** START OF SELECTED EXTRACT **
Alito's strategic denial of Certiorari statements-2012 and 2014

June 30, 2012

Revised July 2, 2014.

Justice Alito in the face of all logic and ethics, has written a second statement (2) on denial of certiorari, still claiming that the case is not ripe, even after twenty five years of litigation and the case being returned to the District court for possible compromise after the Supreme court rejecting the case two years previously.  District Judge Larry  A.. Burns after this failure of compromise ordered the Cross to be removed, stayed subject to outcome of appeal,  in an attempt to finally settle this issue "once and for all."  The veterans group suing to retain the cross could have requested a review by the appeals court, but knowing that this court is supporting the position for compromise or removal, they chose to go directly to the Supreme Court. (see this link for my essay on the effect of this delaying tacktic)

Samuel Alito, as a citizen of the United States, has every right to argue for preserving the 42 foot tall Latin Cross on publicly owned property on Soledad Mountain in San Diego. I have good friends who feel just the way that he does, that the Cross provides comfort, a confirmation of the strength of their religious beliefs, and other feelings that make them angry at those who want to see it removed.
** END OF SELECTED EXTRACT **
** START OF PROVIDED MATERIAL **
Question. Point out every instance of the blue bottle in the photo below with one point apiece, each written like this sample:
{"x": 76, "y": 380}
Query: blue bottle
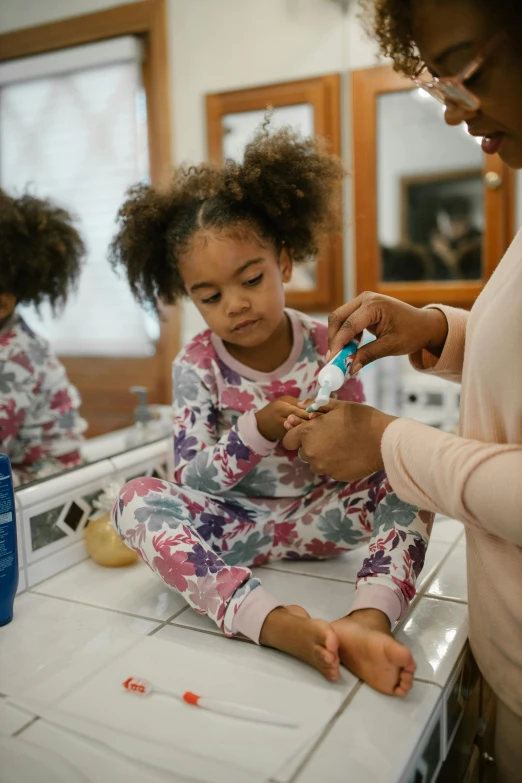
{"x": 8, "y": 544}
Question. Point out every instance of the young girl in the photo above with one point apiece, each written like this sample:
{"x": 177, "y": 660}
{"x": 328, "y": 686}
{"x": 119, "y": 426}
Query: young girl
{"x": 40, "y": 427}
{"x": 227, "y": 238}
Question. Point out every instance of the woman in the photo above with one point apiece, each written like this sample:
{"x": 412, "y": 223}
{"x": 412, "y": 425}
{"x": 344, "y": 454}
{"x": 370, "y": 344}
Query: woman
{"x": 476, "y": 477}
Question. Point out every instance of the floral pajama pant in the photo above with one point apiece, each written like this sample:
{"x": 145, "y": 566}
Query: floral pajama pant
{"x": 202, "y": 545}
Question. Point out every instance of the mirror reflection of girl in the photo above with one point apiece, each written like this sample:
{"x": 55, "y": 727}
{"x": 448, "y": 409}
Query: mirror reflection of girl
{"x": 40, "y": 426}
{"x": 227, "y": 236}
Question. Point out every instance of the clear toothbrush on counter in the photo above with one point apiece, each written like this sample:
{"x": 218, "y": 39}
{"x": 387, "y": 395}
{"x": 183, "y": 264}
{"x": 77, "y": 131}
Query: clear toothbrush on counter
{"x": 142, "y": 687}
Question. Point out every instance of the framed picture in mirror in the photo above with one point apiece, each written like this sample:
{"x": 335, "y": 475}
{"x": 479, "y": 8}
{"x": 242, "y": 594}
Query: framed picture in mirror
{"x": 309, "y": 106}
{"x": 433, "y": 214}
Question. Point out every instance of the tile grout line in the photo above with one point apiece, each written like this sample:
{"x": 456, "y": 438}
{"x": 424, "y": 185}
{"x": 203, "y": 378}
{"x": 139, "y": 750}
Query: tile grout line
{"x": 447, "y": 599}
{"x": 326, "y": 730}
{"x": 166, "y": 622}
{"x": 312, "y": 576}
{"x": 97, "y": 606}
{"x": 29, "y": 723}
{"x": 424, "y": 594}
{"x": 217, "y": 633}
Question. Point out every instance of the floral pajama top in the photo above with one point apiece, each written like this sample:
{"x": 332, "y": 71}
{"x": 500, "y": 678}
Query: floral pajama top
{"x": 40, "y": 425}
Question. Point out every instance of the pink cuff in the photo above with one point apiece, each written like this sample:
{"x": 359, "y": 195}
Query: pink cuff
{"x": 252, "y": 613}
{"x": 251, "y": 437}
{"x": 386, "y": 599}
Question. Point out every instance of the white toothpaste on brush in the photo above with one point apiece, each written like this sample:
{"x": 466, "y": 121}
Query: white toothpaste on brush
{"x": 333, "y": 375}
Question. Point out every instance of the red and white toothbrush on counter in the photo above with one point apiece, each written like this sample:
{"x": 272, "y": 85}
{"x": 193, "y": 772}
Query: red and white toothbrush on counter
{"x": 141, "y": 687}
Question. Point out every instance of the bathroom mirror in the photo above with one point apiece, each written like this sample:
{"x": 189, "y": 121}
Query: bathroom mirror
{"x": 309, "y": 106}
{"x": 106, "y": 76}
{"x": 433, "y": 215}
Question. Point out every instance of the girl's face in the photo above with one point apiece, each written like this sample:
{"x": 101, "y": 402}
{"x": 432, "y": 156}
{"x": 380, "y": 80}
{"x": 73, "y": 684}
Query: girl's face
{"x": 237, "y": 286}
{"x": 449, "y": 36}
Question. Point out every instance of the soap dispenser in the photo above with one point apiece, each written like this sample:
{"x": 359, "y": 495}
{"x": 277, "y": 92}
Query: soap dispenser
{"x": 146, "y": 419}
** END OF PROVIDED MATERIAL **
GIVEN REQUEST A ::
Answer these questions using the essay on the Soledad Mountain cross:
(i) How tall is the Latin Cross on Soledad Mountain?
(ii) How many years of litigation had passed when Justice Alito wrote his second statement?
(iii) To which court did the veterans group go directly, instead of the appeals court?
Mark each answer the same way.
GIVEN REQUEST B ::
Extend the essay on the Soledad Mountain cross from its last sentence.

WRITTEN ANSWER A ::
(i) 42 feet
(ii) Twenty-five years
(iii) The Supreme Court

WRITTEN ANSWER B ::
"Why can't those atheists just leave well enough alone?" and "Don't we have other things more important than worrying about a cross?" These are what these people say to me. Others, some in public such as talk radio are more confrontational, even threatening. Let me quote from this article from  the most read San Diego columnist, Logan Jenkins:

Of grave importance to San Diego County, the high court decided Monday that an appellate court’s ruling — which held that the Soledad cross is, at its core, unconstitutional — has not run its course. In other words, the case is half-baked. More agony needs to be endured, quixotic attempts at compromise must be exhausted, before the Supreme Court might feel compelled to rule if the landmark cross is, at its essence, an exclusive Christian symbol signaling preference for one religion or an inclusive memorial symbol within the pale.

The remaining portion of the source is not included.